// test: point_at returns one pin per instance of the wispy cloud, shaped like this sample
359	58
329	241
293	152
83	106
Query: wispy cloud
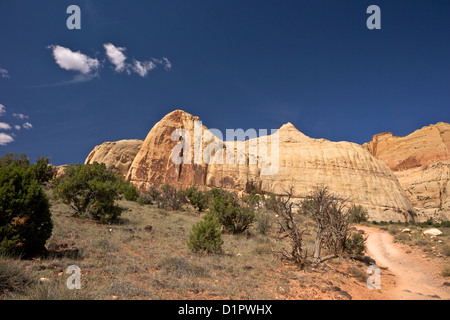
4	126
4	73
88	67
20	116
164	62
75	61
5	139
116	55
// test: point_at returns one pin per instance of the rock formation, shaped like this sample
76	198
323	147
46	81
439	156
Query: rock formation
115	155
346	168
421	162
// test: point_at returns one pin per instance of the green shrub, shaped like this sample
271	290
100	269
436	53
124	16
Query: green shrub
130	193
13	278
90	190
252	200
25	218
11	159
199	199
234	218
170	198
42	170
205	236
358	214
355	244
263	222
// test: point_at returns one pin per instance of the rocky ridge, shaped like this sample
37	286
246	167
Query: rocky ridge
304	163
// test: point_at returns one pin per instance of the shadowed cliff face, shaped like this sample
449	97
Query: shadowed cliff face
302	162
421	162
115	155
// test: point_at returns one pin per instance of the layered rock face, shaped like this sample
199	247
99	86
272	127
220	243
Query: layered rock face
421	162
115	155
302	162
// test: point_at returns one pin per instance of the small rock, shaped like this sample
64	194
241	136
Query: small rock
52	247
432	232
335	289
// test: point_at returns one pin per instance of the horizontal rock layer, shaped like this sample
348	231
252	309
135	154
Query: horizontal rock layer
421	162
117	155
304	163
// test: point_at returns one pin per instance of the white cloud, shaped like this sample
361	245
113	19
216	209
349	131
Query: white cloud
4	126
142	68
117	57
75	61
20	116
165	62
4	73
5	139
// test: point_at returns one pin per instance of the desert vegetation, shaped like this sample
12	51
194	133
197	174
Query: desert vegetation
167	243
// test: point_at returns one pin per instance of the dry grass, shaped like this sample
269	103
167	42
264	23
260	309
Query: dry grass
127	261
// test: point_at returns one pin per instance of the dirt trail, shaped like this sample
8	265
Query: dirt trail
416	277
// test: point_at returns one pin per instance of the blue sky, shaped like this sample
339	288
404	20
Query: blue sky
236	64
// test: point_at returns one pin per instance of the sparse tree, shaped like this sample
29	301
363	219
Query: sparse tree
332	219
289	228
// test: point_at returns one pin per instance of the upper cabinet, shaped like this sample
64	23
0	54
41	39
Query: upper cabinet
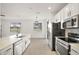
67	12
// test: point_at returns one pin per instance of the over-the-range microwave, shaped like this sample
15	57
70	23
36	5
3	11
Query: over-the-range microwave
73	22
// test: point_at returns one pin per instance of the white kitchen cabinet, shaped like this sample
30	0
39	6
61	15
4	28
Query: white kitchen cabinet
18	47
74	9
7	51
74	50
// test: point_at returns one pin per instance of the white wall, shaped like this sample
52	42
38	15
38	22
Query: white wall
26	28
18	13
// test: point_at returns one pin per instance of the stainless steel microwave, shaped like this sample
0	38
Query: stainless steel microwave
75	21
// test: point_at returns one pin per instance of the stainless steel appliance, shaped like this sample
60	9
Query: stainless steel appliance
72	22
62	47
54	29
63	44
75	21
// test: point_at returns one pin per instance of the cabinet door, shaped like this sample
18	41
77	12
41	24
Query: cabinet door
7	51
74	52
18	49
74	9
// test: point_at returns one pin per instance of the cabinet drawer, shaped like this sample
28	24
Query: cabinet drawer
7	51
74	52
18	42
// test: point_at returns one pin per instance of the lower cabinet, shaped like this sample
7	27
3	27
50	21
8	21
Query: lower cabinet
7	51
18	47
74	51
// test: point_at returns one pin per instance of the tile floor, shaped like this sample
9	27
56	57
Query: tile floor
38	47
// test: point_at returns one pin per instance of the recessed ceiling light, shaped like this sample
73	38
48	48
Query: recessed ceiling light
49	8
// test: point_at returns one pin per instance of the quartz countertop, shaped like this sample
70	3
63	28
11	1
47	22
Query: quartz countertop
75	45
6	41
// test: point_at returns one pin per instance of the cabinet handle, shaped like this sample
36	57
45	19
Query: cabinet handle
8	49
75	51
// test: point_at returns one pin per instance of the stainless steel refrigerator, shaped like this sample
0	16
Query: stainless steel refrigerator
53	29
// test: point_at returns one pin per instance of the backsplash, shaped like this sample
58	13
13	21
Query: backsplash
71	31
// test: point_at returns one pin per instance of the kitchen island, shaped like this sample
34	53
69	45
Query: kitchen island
13	45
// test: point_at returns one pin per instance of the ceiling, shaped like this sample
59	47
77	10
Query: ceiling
31	10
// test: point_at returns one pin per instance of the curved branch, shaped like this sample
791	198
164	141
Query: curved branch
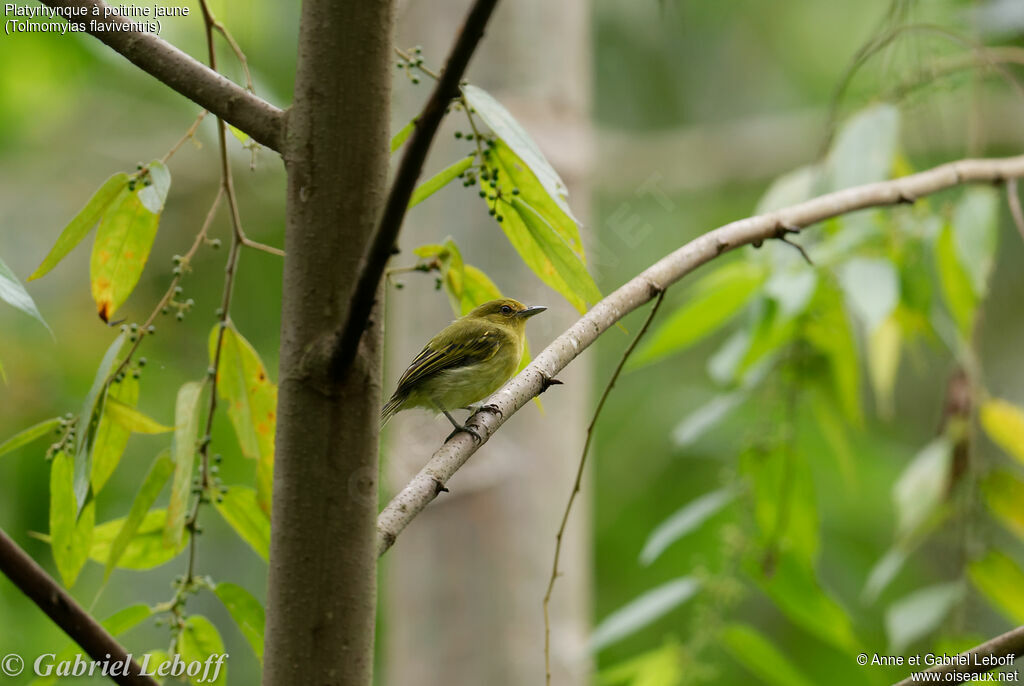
536	378
1005	645
382	244
79	625
200	84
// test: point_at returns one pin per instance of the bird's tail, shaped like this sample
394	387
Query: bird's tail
391	408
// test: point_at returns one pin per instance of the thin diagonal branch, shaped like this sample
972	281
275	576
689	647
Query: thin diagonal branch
532	380
200	84
579	481
384	239
73	619
1010	644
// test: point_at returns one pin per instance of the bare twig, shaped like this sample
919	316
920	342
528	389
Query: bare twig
1005	645
579	480
199	83
1013	199
517	392
375	261
73	619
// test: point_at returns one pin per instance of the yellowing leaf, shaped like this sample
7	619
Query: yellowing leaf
71	534
119	254
252	402
1004	422
183	454
132	419
80	225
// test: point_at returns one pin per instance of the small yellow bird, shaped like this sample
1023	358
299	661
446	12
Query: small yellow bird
465	362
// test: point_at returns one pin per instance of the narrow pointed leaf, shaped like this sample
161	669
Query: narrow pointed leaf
240	508
90	420
247	612
158	475
1004	422
71	534
120	252
757	653
439	180
183	455
14	294
28	435
715	299
132	419
252	402
154	196
83	222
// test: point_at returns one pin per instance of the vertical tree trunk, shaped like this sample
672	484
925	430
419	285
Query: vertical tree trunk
464	583
322	597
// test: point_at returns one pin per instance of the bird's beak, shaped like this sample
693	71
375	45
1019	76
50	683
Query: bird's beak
530	311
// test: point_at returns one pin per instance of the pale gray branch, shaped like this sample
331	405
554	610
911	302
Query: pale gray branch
532	380
196	81
1010	644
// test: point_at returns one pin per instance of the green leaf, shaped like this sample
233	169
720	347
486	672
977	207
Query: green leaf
829	332
914	616
199	639
183	454
252	403
871	288
158	475
956	288
112	436
1005	497
80	225
28	435
760	655
796	592
246	611
14	294
515	138
1004	422
884	345
71	534
922	487
1001	581
90	419
865	147
117	624
439	180
120	252
403	133
132	419
686	519
642	611
154	196
662	667
239	507
569	266
975	227
784	505
145	549
715	299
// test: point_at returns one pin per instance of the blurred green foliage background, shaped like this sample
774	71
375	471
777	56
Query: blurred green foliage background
711	101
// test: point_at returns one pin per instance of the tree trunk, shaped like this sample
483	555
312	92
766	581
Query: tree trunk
322	597
475	562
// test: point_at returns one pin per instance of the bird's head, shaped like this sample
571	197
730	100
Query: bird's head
506	311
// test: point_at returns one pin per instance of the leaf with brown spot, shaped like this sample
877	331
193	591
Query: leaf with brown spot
123	242
252	400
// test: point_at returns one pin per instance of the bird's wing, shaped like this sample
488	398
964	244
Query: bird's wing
479	345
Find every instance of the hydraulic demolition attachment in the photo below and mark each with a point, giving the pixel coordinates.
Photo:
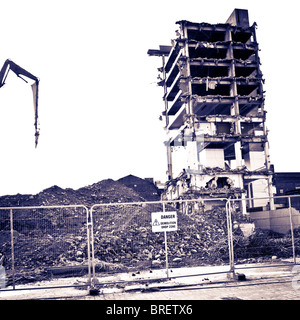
(10, 65)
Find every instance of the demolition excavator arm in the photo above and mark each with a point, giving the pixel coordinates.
(10, 65)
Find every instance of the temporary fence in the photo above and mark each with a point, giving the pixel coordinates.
(37, 243)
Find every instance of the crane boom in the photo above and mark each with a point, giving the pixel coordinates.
(10, 65)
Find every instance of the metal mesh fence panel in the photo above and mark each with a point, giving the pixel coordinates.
(43, 242)
(265, 235)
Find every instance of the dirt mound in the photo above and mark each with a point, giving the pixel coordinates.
(104, 191)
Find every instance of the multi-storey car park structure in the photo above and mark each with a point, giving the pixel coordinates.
(214, 111)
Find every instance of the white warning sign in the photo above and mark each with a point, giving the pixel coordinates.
(164, 221)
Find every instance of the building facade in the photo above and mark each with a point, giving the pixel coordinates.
(214, 112)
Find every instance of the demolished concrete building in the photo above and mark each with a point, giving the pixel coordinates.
(214, 112)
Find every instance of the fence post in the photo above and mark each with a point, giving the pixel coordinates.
(12, 248)
(91, 243)
(292, 230)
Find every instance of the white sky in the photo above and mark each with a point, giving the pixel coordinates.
(99, 104)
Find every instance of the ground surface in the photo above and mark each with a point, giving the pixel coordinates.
(203, 283)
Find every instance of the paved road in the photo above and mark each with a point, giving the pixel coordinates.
(281, 283)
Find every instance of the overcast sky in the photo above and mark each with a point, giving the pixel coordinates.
(99, 104)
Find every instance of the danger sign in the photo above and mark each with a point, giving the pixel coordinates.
(164, 221)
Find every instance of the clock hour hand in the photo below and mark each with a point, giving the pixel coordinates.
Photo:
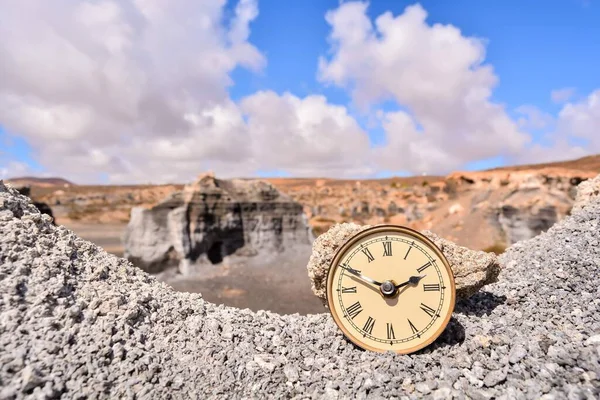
(364, 278)
(413, 280)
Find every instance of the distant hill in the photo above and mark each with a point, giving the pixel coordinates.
(34, 181)
(589, 163)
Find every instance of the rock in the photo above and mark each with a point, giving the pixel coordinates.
(43, 207)
(212, 219)
(586, 191)
(53, 322)
(455, 208)
(472, 269)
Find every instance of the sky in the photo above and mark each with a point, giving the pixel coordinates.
(154, 91)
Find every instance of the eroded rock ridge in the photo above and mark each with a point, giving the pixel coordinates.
(212, 219)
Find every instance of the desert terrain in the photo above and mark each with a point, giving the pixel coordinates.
(483, 210)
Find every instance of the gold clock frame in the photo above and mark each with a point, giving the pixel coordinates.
(397, 229)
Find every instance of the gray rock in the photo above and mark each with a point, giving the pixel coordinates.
(472, 269)
(212, 219)
(586, 191)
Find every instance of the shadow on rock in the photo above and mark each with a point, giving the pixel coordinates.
(480, 304)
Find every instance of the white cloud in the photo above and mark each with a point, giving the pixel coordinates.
(433, 72)
(582, 119)
(560, 96)
(137, 91)
(306, 137)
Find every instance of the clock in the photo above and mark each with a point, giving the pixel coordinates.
(390, 288)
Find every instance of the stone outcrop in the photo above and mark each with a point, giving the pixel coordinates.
(586, 191)
(212, 219)
(472, 269)
(43, 207)
(80, 323)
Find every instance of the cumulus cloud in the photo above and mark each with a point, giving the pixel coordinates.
(434, 73)
(560, 96)
(137, 91)
(306, 137)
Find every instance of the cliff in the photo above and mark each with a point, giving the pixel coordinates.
(212, 219)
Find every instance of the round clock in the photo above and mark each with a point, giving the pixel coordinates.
(390, 288)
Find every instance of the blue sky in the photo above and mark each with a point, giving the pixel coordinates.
(533, 48)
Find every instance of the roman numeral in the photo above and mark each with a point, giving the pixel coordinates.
(413, 328)
(431, 287)
(369, 325)
(368, 254)
(348, 267)
(424, 267)
(409, 249)
(390, 329)
(354, 310)
(387, 249)
(430, 311)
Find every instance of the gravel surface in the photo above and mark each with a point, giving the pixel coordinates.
(77, 322)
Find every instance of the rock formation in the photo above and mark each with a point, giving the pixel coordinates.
(43, 207)
(586, 191)
(212, 219)
(77, 322)
(472, 269)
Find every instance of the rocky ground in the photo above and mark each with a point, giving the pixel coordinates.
(78, 322)
(486, 210)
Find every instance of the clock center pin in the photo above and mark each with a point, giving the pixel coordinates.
(388, 289)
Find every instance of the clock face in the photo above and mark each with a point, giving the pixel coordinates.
(390, 288)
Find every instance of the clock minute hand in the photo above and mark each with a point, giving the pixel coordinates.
(412, 280)
(364, 278)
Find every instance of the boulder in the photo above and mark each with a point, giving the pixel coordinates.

---

Task - Look through the material above. Copy each line where the word "below" appears.

Answer section -
Find every instance of the hydraulic demolition attachment in the photo below and mark each with a point, giving the pixel coordinates.
Find every instance of the clock hour hand in the photo below and mark each with a point, giving the pixel coordinates.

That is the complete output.